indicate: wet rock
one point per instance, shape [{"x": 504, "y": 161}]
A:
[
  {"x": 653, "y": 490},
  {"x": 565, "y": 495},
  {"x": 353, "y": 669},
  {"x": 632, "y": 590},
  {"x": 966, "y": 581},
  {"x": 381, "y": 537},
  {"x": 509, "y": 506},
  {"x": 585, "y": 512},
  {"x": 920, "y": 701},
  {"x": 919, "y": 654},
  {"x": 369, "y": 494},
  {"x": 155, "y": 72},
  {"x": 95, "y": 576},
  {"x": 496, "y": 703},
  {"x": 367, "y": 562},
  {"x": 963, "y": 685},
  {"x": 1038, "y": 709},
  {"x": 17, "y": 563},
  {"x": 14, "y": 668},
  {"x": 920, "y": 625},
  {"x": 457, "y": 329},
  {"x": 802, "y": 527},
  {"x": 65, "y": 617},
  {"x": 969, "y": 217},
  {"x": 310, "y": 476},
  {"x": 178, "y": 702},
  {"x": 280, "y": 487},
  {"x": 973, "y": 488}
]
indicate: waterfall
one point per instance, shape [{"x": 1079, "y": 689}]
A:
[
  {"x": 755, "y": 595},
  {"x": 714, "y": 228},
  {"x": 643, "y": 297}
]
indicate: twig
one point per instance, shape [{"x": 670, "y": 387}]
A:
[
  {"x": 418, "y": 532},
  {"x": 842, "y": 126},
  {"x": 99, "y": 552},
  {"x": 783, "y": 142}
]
━━━━━━━━━━━━━━━━━━━━━━━━━━━━━━
练习目标 → 请将清单中自“indicate: waterfall”所在行起至清单末尾的一段重新写出，把其中的“twig”替换为“branch”，其余内容一律不变。

参考答案 →
indicate: waterfall
one point per instance, shape [{"x": 1079, "y": 689}]
A:
[
  {"x": 755, "y": 595},
  {"x": 714, "y": 228},
  {"x": 643, "y": 297}
]
indicate: branch
one point per instance, shape [{"x": 670, "y": 387}]
A:
[
  {"x": 418, "y": 532},
  {"x": 842, "y": 126},
  {"x": 99, "y": 552},
  {"x": 783, "y": 142}
]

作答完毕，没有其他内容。